Source extract:
Two things can be gleaned from this statement I went about ignoring for years: 1) having lived through a war, she likes to be prepared for all eventualities; 2) it’s easy to see where I get my worst case scenario approach to life. I would invariably quip that ER doctors had better things to worry about than faded knickers but for all I know maybe on a slow day they kvetch about the hole-y bra behind curtain number 3.

I like how she made a prim oufit her own with scarf and hat (from classiq.me)
I like how she made a prim outfit her own with scarf and hat (from classiq.me)

This statement also sums up my mother’s attitude to stepping out of the house, whether it’s for lunch at a fancy restaurant or to pick up some bread at the bakery round the corner. In fact, it sums up most Italian women’s attitude to grooming.

When sofagirl wrote the post on how to look like a Parisian, and of the gluttony of books on how French women stay thin, raise their children, look effortlessly chic and fuckable at a drop of a hat, I was in Italy, and I spent some time looking around at Italian women going about their day. Women on the bus, at work, buying bread or sitting at a cafe. Especially middle-aged women.

A bit fancier but age appropriate: classic lines but bold choices with colors (Diego Zuko for Harper's Bazaar on the streets of Milan)

Challenge 1:
Copy out the part of the listing from the line containing "of the lime" down through the line containing "Target: lime half", keeping both of those lines.

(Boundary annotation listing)
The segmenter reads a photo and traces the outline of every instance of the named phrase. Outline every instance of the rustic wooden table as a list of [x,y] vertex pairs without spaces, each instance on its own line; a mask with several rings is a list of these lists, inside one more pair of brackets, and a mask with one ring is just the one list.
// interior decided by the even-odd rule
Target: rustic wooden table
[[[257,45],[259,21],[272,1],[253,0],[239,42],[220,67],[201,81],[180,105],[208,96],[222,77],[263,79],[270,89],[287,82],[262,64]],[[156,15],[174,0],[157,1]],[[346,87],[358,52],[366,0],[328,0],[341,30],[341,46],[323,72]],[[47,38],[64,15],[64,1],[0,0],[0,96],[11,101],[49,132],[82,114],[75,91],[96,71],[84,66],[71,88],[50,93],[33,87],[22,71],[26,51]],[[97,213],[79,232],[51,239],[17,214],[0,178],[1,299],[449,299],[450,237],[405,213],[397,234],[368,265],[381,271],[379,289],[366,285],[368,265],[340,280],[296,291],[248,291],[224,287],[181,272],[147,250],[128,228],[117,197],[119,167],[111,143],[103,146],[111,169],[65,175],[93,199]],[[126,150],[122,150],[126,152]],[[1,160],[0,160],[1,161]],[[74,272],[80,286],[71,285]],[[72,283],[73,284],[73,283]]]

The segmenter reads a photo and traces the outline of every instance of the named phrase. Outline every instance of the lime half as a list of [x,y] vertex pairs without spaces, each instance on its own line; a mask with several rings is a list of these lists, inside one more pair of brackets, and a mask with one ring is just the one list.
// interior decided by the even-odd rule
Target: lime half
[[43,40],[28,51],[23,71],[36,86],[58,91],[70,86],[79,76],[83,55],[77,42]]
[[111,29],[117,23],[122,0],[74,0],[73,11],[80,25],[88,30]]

Challenge 2:
Answer these questions from the excerpt about Italian women and grooming:
(a) Having lived through a war, what does the mother like to be?
(b) Where was the writer when sofagirl wrote the post on how to look like a Parisian?
(c) With what two items did the woman in the caption make a prim outfit her own?

Exercise output 1:
The segmenter reads a photo and traces the outline of every instance of the named phrase. Outline every instance of the lime half as a list of [x,y] vertex pairs without spaces, each instance on its own line; a mask with several rings is a list of these lists, inside one more pair of brackets, and a mask with one ring is just the one list.
// interior decided by the even-odd rule
Target: lime half

Exercise output 2:
(a) Prepared for all eventualities.
(b) In Italy.
(c) A scarf and a hat.